A cluster analysis uses various algorithms to form groups of data points. It does not, however, assign much of any significance or meaning to the resulting clusters. Nor does it explain the processes behind the formation of those clusters, even if they had a lot of significance. The explaining is up to the scientist.
In yesterday's post I presented the results I had obtained with artificial data. I also implied that a cluster analysis would be most successful if the scientist already suspected some sort of clustering in the data. Yes, it seems like a bit of a circular process.
One (other) problem with any type cluster analysis is that even when no meaningful clustering is expected in a data set, a cluster analysis is likely to come up with clusters. Today I will demonstrate this by applying clustering analysis to real data.
This is a histogram of the distribution of shell lengths of 54 live Vertigo pygmaea from my backyard. These types of measurements are usually distributed normally or near-normally. There is really no requirement that they be normal, but because many independent or almost independent factors contribute in an additive fashion to the development of the measured values, the resulting distributions usually approach normality.
The histogram for the heights of Vertigo shells also appears normal, although its tails seem to be extended a bit too far out in either direction. The 2 shortest shells were 2.75 and 2.25 standard deviation (SD) units away from the sample mean, while the 2 longest shells were 2 and 2.5 SD units away from the sample mean. In a theoretical normal distribution, only about 5% of the data points are expected to be more than 2 SD units away from the mean. So in a sample of 54 specimens, the presence of almost 4 measurements outside the 2-SD limit seems unusual. But, as I explained above, snails don't have to stay within the boundaries of any theory and may behave any way they wish. Besides, there may also have been measurement errors.

DIRECTIONS:
1. Copy the cluster analysis text from "In yesterday's post" to "to real data.".
2. Condense the paragraph of the cluster analysis text that begins "This is a histogram of the distribution" into a short bulleted list that keeps its main facts.
3. Continue the cluster analysis text from where it stops.

SUPPLIED RECORDS:
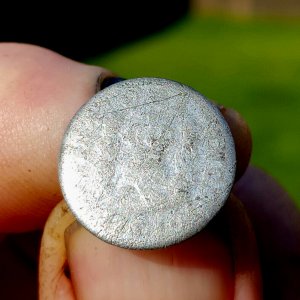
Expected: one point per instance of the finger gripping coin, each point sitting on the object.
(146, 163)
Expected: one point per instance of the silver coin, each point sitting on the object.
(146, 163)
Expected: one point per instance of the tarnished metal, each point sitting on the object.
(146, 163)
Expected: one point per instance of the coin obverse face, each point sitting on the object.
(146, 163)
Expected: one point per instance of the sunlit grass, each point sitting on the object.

==

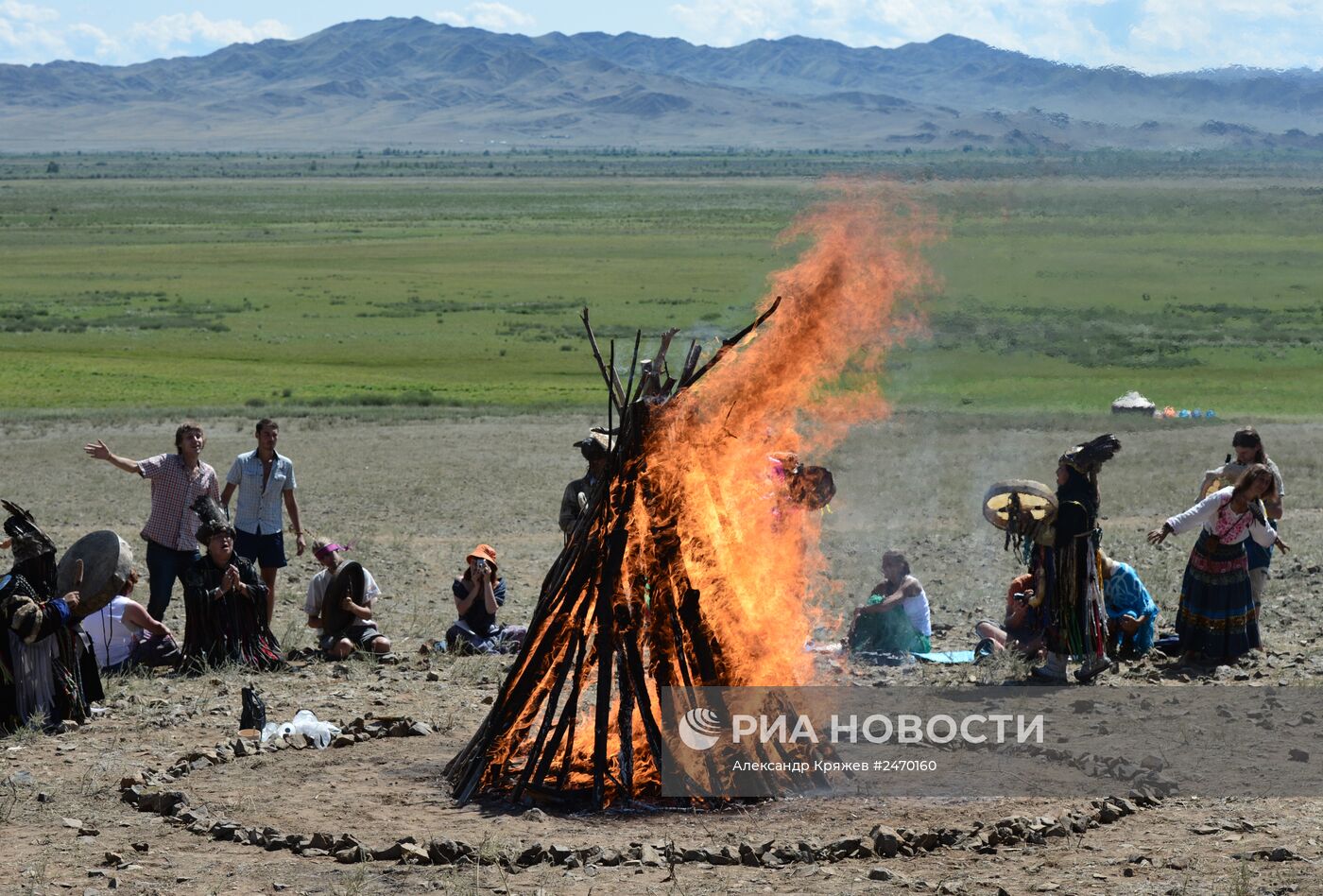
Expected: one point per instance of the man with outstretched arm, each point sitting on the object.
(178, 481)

* * *

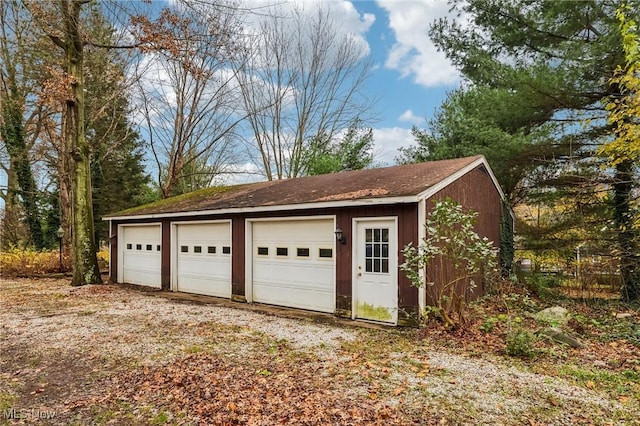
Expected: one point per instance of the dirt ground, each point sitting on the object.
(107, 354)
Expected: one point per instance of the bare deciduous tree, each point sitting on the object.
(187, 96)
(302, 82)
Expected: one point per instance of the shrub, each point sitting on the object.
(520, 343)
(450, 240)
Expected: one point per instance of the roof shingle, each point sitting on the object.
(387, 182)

ANSWERS TO EACH TASK:
1.
In yesterday's post I presented the results I had obtained with artificial data. I also implied that a cluster analysis would be most successful if the scientist already suspected some sort of clustering in the data. Yes, it seems like a bit of a circular process.
One (other) problem with any type cluster analysis is that even when no meaningful clustering is expected in a data set, a cluster analysis is likely to come up with clusters. Today I will demonstrate this by applying clustering analysis to real data.

2.
- The histogram shows the distribution of shell lengths of 54 live Vertigo pygmaea from the backyard.
- Measurements of this type are usually distributed normally or near-normally.
- Normality is not required. However, many independent or nearly independent factors add together to produce the measured values, so the resulting distributions usually approach normality.

3.
These measurements belonged to one species and were obtained from a sample of shells collected at the same time from a very small plot. So there really was no reason to expect any clustering in the data. But here is the clustering dendrogram PAST created with this data set.
You see the analysis comes up with all sorts of clusters. What it seems to be doing is that it is grouping every 2 data points that are closest to each other as a cluster and then clustering those with other clusters or points. As a matter of fact, that is exactly how clustering algorithms work.
Interestingly, the 2 clusters that stand out most from the others, and which I colored red and green, correspond to the tails of the histogram. The red one includes the 2 shortest shells and the green one the 2 longest shells. These are, however, artifactual clusters without any biological significance. The lesson from this exercise is that one needs to be careful about how one interprets a dendrogram. Once again, it is almost as if one needs to have some idea of whether or not clusters are expected before the analysis is performed.